Set down the full listing exactly, character for character.
+ + +
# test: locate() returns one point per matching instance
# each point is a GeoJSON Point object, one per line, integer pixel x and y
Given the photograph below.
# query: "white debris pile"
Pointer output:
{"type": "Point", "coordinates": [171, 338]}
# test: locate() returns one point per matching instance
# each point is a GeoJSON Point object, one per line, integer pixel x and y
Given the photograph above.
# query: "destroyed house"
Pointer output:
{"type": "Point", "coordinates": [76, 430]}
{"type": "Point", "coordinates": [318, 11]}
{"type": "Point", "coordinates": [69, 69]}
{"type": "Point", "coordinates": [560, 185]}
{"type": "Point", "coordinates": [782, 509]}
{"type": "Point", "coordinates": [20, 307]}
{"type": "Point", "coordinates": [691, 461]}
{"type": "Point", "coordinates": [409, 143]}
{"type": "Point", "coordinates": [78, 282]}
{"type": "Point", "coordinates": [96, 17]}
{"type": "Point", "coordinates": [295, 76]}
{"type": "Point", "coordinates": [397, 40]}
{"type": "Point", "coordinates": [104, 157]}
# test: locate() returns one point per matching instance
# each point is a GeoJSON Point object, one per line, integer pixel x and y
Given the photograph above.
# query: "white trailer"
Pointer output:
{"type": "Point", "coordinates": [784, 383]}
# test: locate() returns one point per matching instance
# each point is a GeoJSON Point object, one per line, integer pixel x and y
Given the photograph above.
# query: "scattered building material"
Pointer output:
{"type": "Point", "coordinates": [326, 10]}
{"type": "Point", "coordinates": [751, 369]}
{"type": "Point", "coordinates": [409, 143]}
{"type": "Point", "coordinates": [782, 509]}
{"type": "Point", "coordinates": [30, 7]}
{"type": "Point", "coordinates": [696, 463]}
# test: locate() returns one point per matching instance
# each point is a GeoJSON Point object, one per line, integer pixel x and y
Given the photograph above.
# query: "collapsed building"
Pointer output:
+ + +
(OUTPUT FOR THIS EXERCISE)
# test: locate() returns one point per matching instance
# each point is a GeoJSON Point object, one per line, integer pixel x and y
Given the photograph below.
# query: "white debris pile"
Pointer output:
{"type": "Point", "coordinates": [171, 338]}
# test: locate() returns one point per matching instance
# each point is a GeoJSON Point object, one per line, integer pixel x and y
Given the photograph above.
# query: "destroyed house"
Pointer output:
{"type": "Point", "coordinates": [76, 430]}
{"type": "Point", "coordinates": [318, 11]}
{"type": "Point", "coordinates": [69, 69]}
{"type": "Point", "coordinates": [560, 185]}
{"type": "Point", "coordinates": [782, 509]}
{"type": "Point", "coordinates": [20, 307]}
{"type": "Point", "coordinates": [691, 461]}
{"type": "Point", "coordinates": [409, 143]}
{"type": "Point", "coordinates": [78, 282]}
{"type": "Point", "coordinates": [96, 17]}
{"type": "Point", "coordinates": [295, 76]}
{"type": "Point", "coordinates": [397, 40]}
{"type": "Point", "coordinates": [104, 157]}
# test: locate() returns one point per matching instance
# each point is a GeoJSON Point object, one per line, integer pixel x and y
Given the photograph above.
# query: "white trailer"
Pointer output:
{"type": "Point", "coordinates": [784, 383]}
# test: locate() returns one point per matching instance
# each point is a GeoJSON Point object, one per line, integer pixel x and y
Given the photograph above.
# query: "scattered building material"
Pointer output:
{"type": "Point", "coordinates": [326, 10]}
{"type": "Point", "coordinates": [751, 369]}
{"type": "Point", "coordinates": [409, 143]}
{"type": "Point", "coordinates": [782, 509]}
{"type": "Point", "coordinates": [30, 7]}
{"type": "Point", "coordinates": [696, 463]}
# test: locate() returns one point per matching instance
# each point is a GeoJSON Point object, one per line, integer pixel x and y
Given the photograph above.
# query: "collapsed building"
Pointer output:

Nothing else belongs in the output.